Data Science for the LGBTQIA+ community?
Data collection does not really have a great reputation in marginalized communities. We often hear news about surveillance of immigrants, communities of color, and social justice activists, all in the name of security. It’s would not be surprising for there to be distrust about collection of personal data, since it likely leads to increased policing.
Aside from this obvious misuse of data, there have been a few stories out there that show that indeed, machine learning algorithms can be racist and sexist. There is an ongoing discussion about the ethics followed in data science. However, I severely doubt that most data scientists have a sufficient analysis of race, gender, etc, and that algorithms will continue to be biased to more privileged individuals. Call me a technological pessimist, if you will.
In the past 5–10 years, the field of data science has exploded. As we enter a new age where everything essentially collects data from you, companies are seeking to capitalize on ways to use that data. Data scientists are equivalent to classical statisticians from several decades ago. We do statistics for sure, but we also spend a lot of time programming and munging so called “big data”. It’s a pretty glamorous job. I kid.
One thing I spend some time thinking about is how I can use a random forest algorithm to advance our fight for queer justice and liberation (note: the joke in data science is that we throw random forests at everything and call it a day).
This leads to some questions that may be ripe for data analysis. Here are some examples that predictive analytics can be used for social justice:
- LGBTQ individuals are simply more likely to be incarcerated. Moreso if you are a person of color. You can think of several key factors that may contribute to this, but which factors contribute the most, and which the least? This would give us a sense of how our community could re-structure itself to prevent our members from being incarcerated. For example, if you were able to obtain demographic data, census related data, education related data, health related data on queer individuals who are incarcerated, and compare them to those who have not, is there any interesting trends that could be informative for would-be policy makers and non-profits? What about factors surrounding recidivism? Are there data driven approaches that could prove useful, which in turn, could yield practical (and economically feasible) solutions to this problem in our community?

● Records provided:
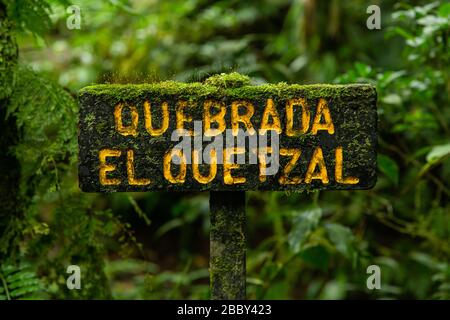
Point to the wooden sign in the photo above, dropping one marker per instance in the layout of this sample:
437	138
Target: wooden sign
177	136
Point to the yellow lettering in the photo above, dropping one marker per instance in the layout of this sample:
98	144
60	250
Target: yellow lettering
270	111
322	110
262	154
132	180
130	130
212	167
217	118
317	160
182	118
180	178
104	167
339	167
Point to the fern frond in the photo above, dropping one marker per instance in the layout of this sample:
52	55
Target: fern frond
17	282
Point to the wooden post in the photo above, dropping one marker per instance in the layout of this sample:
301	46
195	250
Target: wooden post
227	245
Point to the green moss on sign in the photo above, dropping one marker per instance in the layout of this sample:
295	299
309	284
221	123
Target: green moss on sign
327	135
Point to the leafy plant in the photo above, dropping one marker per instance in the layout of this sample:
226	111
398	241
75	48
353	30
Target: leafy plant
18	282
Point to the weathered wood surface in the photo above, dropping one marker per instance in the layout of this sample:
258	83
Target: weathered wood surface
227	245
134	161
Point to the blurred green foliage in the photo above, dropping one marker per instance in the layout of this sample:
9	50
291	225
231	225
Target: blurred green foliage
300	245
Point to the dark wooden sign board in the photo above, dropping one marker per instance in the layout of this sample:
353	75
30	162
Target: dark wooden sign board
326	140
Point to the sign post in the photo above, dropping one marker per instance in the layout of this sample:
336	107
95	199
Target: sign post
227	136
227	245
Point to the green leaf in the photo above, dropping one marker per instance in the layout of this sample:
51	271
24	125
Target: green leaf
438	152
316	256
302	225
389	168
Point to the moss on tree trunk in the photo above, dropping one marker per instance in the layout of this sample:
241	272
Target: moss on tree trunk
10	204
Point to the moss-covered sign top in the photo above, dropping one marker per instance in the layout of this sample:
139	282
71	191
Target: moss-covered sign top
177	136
==
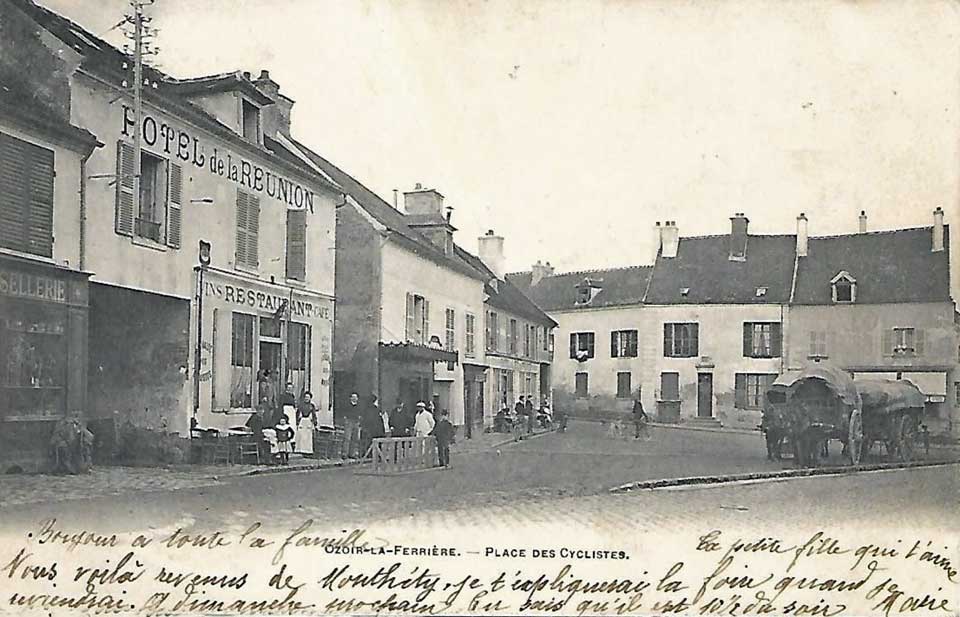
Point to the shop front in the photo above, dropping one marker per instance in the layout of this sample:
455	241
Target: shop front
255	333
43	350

● List of tasks:
(a) Reproduce word for word the part of the data science article starting with "Data collection does" and going on through "if you will.".
(b) In the data science article, why would distrust of personal data collection not be surprising? Answer in one to three sentences.

● Results by task:
(a)
Data collection does not really have a great reputation in marginalized communities. We often hear news about surveillance of immigrants, communities of color, and social justice activists, all in the name of security. It’s would not be surprising for there to be distrust about collection of personal data, since it likely leads to increased policing.
Aside from this obvious misuse of data, there have been a few stories out there that show that indeed, machine learning algorithms can be racist and sexist. There is an ongoing discussion about the ethics followed in data science. However, I severely doubt that most data scientists have a sufficient analysis of race, gender, etc, and that algorithms will continue to be biased to more privileged individuals. Call me a technological pessimist, if you will.

(b) Distrust would not be surprising because collecting personal data likely leads to increased policing. The article points to news about surveillance of immigrants, communities of color, and social justice activists, all done in the name of security.